USING THE INFORMATION —
- a) List the three things checked off in the opening lines of the "Shake, Data and Roll" piece.
- b) Does the "Shake, Data and Roll" piece agree with each statement? (i) The narrator was nine when dancing to "Green Door." (ii) Critics all praised Shakin' Stevens. (iii) More than half of new products fail.

SOURCE DOCUMENT —
★ ★ ★

Shake, Data and Roll
The King of Rock and Roll

Shake, Data and Roll

Inhibitions buried. Check. Dance moves prepped. Check. An obligatory freshly laundered fan-crazy top proudly adorned. Check.


At nine years old, that's me jiving to the infectious bluesy beat of "Green Door". Shakin' Stevens was more than just a name; he was the electric jolt that set my young hips ablaze. The poster in my room? Shaky in his finest threads: double-denim swagger and soft white leather ankle boots.


Was there anyone cooler?


Well, it wasn't me. With my bowl-cut bob and cherubic cheeks, I was a light year away from the school kids, parents, and grannies idolising this 70s and 80s leg shaker.?


But I was a fan. I soaked up everything I could about my slick-topped hero. Over the next 42 years, though, my musical tastes matured. The denim jacket became moth chowder. Still, that early passion for stuff that was important to me stuck.


My dalliance with dance aside it made me think about perception versus reality. To me, back then, in simpler times, Shaky?was?musical brilliance. But many critics dismissed him as a pop gimmick. Our subjective experiences colour how we see the world, even when that perception doesn't match the facts. Subjection colours a lot these days.


Take the ever-busy, perpetually marching sun-blind penguins plunging ahead on thin ice. They go full steam based on their view of the situation and where they need to be. But a narrow perspective often misses the bigger picture. You need a wide-angle lens. And to test the waters before making assumptions. A crevice of unknown depth could lurk beneath. And for penguins, all manner of big-toothed dangers.


This same dynamic plays out in marketing all the time. We envision clever campaigns, expecting enthusiastic responses from target audiences. But reality doesn't always match our assumptions and predictions. We still need to broaden our view. Over 80% of new products fail. That's a lot of good work going into an abyss. Maybe some of it deservingly so.


That's why profoundly understanding your audience is so vital. You can't bank solely on hunches when money's on the line. You need to rigorously examine how to craft stories that reveal flawed assumptions.

★ ★ ★

MATERIAL SHOWN —
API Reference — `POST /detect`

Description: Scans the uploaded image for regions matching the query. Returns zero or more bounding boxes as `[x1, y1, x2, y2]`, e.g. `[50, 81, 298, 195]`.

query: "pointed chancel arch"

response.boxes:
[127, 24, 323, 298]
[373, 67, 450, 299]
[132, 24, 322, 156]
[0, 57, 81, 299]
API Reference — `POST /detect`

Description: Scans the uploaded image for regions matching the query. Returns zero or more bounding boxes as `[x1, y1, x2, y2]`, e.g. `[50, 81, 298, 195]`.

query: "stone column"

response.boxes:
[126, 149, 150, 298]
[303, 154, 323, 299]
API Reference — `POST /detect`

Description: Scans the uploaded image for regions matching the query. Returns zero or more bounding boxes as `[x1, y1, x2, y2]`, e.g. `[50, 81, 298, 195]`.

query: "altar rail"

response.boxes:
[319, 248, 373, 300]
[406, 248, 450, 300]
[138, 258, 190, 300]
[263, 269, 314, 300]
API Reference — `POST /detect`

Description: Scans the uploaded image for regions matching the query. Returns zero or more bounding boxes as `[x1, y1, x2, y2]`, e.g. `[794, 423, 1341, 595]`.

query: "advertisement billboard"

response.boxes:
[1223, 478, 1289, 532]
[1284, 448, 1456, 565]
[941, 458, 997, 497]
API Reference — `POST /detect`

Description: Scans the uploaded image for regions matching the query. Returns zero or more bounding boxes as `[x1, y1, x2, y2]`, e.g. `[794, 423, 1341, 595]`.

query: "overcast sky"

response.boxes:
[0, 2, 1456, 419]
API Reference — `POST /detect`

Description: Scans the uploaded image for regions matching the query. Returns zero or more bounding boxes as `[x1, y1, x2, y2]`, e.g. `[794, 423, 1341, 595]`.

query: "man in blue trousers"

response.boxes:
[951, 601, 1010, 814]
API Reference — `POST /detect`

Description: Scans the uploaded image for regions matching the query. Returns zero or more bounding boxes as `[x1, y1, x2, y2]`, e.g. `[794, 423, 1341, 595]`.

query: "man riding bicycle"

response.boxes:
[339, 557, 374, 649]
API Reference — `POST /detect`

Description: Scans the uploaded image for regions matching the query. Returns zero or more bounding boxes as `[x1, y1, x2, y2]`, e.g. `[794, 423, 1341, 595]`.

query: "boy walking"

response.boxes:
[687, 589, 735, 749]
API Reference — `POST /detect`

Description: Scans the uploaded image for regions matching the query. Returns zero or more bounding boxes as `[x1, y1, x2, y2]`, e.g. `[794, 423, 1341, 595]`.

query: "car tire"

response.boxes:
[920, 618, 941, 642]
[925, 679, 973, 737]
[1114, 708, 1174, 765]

★ ★ ★

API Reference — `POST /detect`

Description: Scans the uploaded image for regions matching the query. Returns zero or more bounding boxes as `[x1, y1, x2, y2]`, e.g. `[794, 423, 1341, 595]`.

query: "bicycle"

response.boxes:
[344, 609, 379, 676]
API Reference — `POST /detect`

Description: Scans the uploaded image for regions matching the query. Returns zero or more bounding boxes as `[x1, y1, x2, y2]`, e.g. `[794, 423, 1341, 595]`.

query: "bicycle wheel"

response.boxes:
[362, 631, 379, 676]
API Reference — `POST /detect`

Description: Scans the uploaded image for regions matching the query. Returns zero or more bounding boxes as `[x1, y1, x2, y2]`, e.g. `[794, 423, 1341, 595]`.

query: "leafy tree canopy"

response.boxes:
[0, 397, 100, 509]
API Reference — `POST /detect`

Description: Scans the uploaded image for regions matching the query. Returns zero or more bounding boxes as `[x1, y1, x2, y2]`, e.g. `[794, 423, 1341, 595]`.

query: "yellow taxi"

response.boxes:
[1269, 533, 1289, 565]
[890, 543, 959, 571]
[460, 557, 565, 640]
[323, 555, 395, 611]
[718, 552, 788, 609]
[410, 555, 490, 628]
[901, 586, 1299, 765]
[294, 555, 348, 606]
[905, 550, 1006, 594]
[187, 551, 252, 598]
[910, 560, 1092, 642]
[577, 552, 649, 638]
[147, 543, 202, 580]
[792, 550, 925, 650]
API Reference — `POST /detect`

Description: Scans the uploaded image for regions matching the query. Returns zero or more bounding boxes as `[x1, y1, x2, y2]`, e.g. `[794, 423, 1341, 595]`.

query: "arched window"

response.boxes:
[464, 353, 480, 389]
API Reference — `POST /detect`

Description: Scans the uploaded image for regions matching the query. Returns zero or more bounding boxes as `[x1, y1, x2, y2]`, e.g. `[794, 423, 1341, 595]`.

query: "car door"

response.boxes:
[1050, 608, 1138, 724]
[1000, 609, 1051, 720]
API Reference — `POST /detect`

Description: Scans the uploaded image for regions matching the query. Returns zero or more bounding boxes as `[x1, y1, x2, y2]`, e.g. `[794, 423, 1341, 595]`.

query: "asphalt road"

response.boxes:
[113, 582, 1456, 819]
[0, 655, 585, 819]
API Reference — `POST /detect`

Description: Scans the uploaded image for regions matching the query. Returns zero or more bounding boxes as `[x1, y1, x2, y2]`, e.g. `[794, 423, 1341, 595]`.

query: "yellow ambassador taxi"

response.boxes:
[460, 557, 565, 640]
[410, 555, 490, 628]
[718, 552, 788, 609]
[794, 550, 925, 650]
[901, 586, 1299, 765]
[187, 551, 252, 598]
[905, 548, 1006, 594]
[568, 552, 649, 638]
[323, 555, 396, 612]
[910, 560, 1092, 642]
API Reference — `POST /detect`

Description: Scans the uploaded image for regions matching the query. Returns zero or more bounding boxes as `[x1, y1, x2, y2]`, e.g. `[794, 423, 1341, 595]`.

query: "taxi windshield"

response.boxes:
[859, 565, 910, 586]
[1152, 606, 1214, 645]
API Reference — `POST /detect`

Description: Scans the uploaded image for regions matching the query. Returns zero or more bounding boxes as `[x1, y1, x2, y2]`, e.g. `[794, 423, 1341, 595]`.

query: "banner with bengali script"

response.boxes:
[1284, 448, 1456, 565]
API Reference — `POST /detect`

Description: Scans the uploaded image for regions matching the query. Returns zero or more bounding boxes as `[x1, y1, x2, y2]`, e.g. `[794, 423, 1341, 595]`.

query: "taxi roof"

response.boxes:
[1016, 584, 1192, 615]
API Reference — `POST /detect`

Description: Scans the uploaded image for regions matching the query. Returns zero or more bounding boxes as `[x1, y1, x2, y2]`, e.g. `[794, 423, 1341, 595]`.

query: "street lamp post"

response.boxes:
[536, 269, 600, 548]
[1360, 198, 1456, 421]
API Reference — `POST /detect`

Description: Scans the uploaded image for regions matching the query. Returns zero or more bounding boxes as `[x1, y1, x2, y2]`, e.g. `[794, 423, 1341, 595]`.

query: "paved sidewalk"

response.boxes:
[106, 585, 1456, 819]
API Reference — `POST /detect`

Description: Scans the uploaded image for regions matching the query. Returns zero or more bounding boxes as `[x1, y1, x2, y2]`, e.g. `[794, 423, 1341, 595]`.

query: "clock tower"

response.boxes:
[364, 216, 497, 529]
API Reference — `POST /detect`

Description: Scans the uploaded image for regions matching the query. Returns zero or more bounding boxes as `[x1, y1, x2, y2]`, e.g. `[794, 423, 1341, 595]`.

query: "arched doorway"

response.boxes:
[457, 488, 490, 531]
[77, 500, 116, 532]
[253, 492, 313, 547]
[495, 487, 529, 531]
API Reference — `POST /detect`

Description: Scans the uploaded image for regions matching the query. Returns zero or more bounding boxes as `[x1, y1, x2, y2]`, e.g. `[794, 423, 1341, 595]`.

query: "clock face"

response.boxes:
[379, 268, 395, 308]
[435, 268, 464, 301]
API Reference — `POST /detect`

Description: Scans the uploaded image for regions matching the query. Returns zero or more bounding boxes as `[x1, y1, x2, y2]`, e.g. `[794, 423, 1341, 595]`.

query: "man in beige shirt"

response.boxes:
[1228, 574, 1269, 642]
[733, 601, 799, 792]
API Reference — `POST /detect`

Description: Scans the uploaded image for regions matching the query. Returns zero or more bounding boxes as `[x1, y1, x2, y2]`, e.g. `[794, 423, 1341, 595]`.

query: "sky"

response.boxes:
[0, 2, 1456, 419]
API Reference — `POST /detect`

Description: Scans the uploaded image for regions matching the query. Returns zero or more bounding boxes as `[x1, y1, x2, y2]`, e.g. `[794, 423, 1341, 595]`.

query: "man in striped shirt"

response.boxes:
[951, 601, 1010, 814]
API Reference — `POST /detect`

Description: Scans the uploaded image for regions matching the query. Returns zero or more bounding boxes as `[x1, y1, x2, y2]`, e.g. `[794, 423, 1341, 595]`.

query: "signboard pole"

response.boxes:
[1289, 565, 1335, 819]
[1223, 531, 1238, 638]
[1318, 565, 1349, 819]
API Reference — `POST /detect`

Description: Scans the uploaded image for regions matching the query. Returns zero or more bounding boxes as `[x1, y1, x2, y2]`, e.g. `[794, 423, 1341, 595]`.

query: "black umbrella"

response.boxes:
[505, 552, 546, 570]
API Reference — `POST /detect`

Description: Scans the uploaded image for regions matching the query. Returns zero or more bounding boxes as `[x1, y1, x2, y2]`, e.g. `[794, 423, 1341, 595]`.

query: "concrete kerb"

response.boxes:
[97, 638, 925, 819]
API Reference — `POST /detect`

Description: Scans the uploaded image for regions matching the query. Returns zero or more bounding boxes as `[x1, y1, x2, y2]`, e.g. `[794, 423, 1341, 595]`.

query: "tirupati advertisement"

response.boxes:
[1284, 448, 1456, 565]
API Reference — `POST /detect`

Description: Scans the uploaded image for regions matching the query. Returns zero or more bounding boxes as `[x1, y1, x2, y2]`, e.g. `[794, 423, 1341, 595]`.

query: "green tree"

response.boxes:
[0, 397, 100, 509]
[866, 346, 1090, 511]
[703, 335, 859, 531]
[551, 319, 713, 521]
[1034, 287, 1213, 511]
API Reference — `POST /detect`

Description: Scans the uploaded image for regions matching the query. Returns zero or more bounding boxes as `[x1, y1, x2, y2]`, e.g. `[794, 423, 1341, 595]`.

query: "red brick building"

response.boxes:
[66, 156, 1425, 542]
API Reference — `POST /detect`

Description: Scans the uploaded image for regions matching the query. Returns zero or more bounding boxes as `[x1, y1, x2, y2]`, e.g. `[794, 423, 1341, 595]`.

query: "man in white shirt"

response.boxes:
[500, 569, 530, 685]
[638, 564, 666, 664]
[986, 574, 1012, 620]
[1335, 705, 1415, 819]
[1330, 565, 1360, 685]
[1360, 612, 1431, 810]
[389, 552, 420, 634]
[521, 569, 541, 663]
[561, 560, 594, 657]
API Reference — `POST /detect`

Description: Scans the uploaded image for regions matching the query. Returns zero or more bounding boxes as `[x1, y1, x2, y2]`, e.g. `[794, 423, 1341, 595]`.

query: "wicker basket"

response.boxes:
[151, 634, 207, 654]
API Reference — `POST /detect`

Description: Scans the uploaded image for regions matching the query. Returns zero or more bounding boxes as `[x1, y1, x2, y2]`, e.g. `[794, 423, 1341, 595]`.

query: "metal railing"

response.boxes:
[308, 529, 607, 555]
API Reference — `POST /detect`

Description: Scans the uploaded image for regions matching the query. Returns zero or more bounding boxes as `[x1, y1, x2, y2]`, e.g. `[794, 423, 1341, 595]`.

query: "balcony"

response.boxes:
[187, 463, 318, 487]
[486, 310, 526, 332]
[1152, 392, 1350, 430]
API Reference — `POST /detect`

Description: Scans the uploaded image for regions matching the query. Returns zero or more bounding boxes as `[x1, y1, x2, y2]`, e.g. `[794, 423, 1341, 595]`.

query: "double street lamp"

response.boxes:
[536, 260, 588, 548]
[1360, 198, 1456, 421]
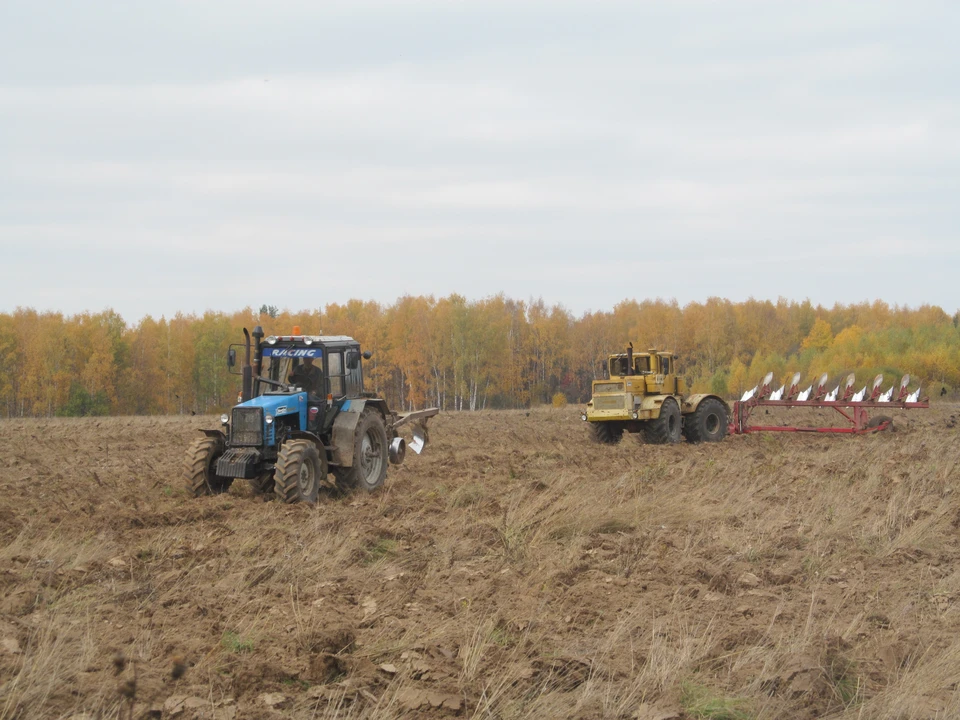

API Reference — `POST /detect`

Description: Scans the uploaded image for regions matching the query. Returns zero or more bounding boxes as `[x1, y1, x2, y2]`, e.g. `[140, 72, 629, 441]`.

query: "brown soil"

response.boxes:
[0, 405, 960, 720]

★ ★ ★

ANSWER SECTION —
- a)
- Inhibitions buried
- Dance moves prepped
- An obligatory freshly laundered fan-crazy top proudly adorned

- b)
(i) Yes: "At nine years old, that's me jiving to the infectious bluesy beat of "Green Door"."
(ii) No: "But many critics dismissed him as a pop gimmick."
(iii) Yes: "Over 80% of new products fail."